▸ **Source material**
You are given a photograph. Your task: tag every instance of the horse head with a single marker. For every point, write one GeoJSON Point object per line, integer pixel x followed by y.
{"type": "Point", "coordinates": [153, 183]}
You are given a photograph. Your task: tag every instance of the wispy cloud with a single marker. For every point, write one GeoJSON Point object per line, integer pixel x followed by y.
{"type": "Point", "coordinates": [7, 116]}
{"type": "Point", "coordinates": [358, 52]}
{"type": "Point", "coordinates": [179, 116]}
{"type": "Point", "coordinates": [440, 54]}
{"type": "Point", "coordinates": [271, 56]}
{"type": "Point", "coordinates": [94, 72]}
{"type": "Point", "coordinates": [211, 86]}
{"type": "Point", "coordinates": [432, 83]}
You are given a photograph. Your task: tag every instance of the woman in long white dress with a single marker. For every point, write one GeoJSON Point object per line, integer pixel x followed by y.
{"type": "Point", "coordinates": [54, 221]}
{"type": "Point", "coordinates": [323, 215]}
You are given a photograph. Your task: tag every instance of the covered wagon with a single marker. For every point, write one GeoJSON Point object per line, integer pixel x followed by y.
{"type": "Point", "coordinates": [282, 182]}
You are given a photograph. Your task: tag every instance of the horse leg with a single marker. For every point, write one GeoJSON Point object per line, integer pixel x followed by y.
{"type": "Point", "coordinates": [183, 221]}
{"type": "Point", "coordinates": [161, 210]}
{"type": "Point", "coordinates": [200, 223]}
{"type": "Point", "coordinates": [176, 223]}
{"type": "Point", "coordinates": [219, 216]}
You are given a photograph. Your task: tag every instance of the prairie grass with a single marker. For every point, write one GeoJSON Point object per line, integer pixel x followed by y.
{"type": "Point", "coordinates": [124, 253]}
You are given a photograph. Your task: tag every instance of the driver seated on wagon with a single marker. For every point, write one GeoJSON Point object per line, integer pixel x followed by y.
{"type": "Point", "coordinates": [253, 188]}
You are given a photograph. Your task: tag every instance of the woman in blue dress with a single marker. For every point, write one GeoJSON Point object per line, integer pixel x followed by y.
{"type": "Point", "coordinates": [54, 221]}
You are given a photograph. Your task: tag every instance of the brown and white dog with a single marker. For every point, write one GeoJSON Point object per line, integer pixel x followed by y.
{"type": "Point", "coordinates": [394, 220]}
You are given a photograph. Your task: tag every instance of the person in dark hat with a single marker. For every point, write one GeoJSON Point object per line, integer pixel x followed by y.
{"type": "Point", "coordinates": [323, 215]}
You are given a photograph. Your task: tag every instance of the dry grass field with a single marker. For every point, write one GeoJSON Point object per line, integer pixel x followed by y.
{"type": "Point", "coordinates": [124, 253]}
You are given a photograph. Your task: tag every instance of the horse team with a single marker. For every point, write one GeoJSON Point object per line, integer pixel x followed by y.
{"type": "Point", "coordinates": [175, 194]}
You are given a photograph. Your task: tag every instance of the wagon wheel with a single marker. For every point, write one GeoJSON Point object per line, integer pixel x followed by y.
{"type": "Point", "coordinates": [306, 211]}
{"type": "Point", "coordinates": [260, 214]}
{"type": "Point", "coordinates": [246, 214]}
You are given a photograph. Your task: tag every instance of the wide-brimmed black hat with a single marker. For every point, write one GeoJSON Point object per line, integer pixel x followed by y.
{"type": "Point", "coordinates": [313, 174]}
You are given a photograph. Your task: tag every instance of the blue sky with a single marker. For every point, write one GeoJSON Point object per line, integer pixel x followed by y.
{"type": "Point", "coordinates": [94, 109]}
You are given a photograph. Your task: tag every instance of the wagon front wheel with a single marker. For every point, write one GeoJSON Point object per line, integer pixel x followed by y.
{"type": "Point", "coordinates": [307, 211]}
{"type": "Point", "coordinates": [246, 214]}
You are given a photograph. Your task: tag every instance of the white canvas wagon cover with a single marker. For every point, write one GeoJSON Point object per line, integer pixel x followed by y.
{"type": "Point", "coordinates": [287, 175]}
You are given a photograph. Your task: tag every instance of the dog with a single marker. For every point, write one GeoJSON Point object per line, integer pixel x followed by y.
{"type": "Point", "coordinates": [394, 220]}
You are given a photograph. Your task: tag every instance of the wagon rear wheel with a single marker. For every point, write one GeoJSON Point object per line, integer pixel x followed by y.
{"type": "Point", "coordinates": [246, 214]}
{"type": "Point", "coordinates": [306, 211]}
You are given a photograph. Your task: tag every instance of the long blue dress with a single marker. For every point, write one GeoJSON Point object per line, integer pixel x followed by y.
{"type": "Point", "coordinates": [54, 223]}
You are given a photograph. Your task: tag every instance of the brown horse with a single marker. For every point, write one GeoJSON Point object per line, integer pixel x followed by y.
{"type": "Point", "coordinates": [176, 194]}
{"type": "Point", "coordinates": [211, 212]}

▸ **Your task**
Extract all of the data shown above without alteration.

▸ **Task result**
You are given a photograph. Your task: tag every instance of the horse head with a single marker. For every point, write one GeoJSON Point object per line, integer pixel x followed by y.
{"type": "Point", "coordinates": [153, 183]}
You are given a photograph. Your task: tag every instance of the wispy cloud with a single marker. For every point, write one GeoJSON Point object per line, integer pixel x followed by y.
{"type": "Point", "coordinates": [7, 116]}
{"type": "Point", "coordinates": [358, 52]}
{"type": "Point", "coordinates": [179, 116]}
{"type": "Point", "coordinates": [440, 54]}
{"type": "Point", "coordinates": [271, 56]}
{"type": "Point", "coordinates": [94, 72]}
{"type": "Point", "coordinates": [211, 86]}
{"type": "Point", "coordinates": [432, 83]}
You are given a photograph. Your task: tag every instance of the woman in long white dress with a single marker. For every point, write one GeoJSON Point object per line, integer pixel x followed by y.
{"type": "Point", "coordinates": [54, 221]}
{"type": "Point", "coordinates": [323, 215]}
You are given a photograph. Your task: tag every instance of the covered wagon with a single marker. For every point, write one GeoJSON Point object per line, integer pixel x followed by y.
{"type": "Point", "coordinates": [282, 182]}
You are given a photograph. Your task: tag every instance of the horse leg with a single marker. For every point, write one GeoJSON Point object per line, integer pixel x followed by y.
{"type": "Point", "coordinates": [183, 221]}
{"type": "Point", "coordinates": [161, 210]}
{"type": "Point", "coordinates": [200, 223]}
{"type": "Point", "coordinates": [176, 223]}
{"type": "Point", "coordinates": [219, 216]}
You are given a photograph. Your task: tag every instance of the prairie grass with a single marker. For every point, write one GeoJSON Point object per line, integer pixel x followed by y.
{"type": "Point", "coordinates": [124, 253]}
You are given a photograph. Your task: tag every instance of the driver seated on wagon with a single marker. For every point, write one GeoJSON Point object per line, integer pixel x followed by y.
{"type": "Point", "coordinates": [253, 188]}
You are given a photograph. Your task: tag every instance of the woman in blue dress with a single marker. For every point, write one GeoJSON Point object per line, integer pixel x followed by y.
{"type": "Point", "coordinates": [54, 221]}
You are given a photograph. Your task: tag every instance of the brown and white dog with a single marker. For every point, write one GeoJSON Point object per line, integer pixel x followed by y.
{"type": "Point", "coordinates": [394, 220]}
You are given a photograph. Your task: tag every instance of the person in dark hat with a single marker. For every point, write one GeoJSON Point object per line, integer pixel x followed by y.
{"type": "Point", "coordinates": [323, 215]}
You are given a photograph. Your task: tag every instance of the dry grass field with a single marker. For every point, write one GeoJSON Point object per line, integer pixel x followed by y.
{"type": "Point", "coordinates": [124, 253]}
You are given a photograph. Your task: tag every instance of the horse team with a single marker. For every point, write one GeoJSON Point object per line, integer pixel x followed by y.
{"type": "Point", "coordinates": [175, 194]}
You are given a photograph. Your task: tag every instance of the wagon wheel with a single marker. For every point, write one GeoJSON Point object per line, integer pixel x followed by y.
{"type": "Point", "coordinates": [306, 211]}
{"type": "Point", "coordinates": [260, 214]}
{"type": "Point", "coordinates": [246, 214]}
You are given a photograph. Your task: tag every instance of the wide-brimmed black hat with a single marker. For every point, write one GeoJSON Point object per line, integer pixel x followed by y.
{"type": "Point", "coordinates": [313, 174]}
You are given a photograph. Your task: tag every instance of the blue sky with a single marker. For every point, write one GeoJSON Point object per line, integer pixel x followed by y.
{"type": "Point", "coordinates": [94, 109]}
You are given a photograph. Your task: tag every instance of the wagon front wheel with a single marker. For every point, write one GeoJSON Point object per line, integer pixel x followed by y.
{"type": "Point", "coordinates": [307, 211]}
{"type": "Point", "coordinates": [246, 214]}
You are given a photograph. Your task: tag every instance of the white canvas wagon cover with a single marker. For every point, write one GeoJSON Point object per line, integer pixel x followed by y.
{"type": "Point", "coordinates": [287, 175]}
You are given a photograph. Your task: tag every instance of the dog with a single marker. For every point, write one GeoJSON Point object per line, integer pixel x followed by y.
{"type": "Point", "coordinates": [394, 220]}
You are given a photograph. Your task: tag every instance of the wagon rear wheel with a single marker. For every point, write one GeoJSON Point object per line, integer pixel x followed by y.
{"type": "Point", "coordinates": [246, 214]}
{"type": "Point", "coordinates": [306, 211]}
You are given a photograph. Your task: tag every instance of the long blue dress with a single marker. For every point, write one GeoJSON Point object per line, integer pixel x followed by y.
{"type": "Point", "coordinates": [54, 223]}
You are given a photograph. Your task: tag every instance of the brown horse with a single marker. For every point, write one GeoJSON Point object per line, integer pixel x followed by y.
{"type": "Point", "coordinates": [176, 194]}
{"type": "Point", "coordinates": [211, 212]}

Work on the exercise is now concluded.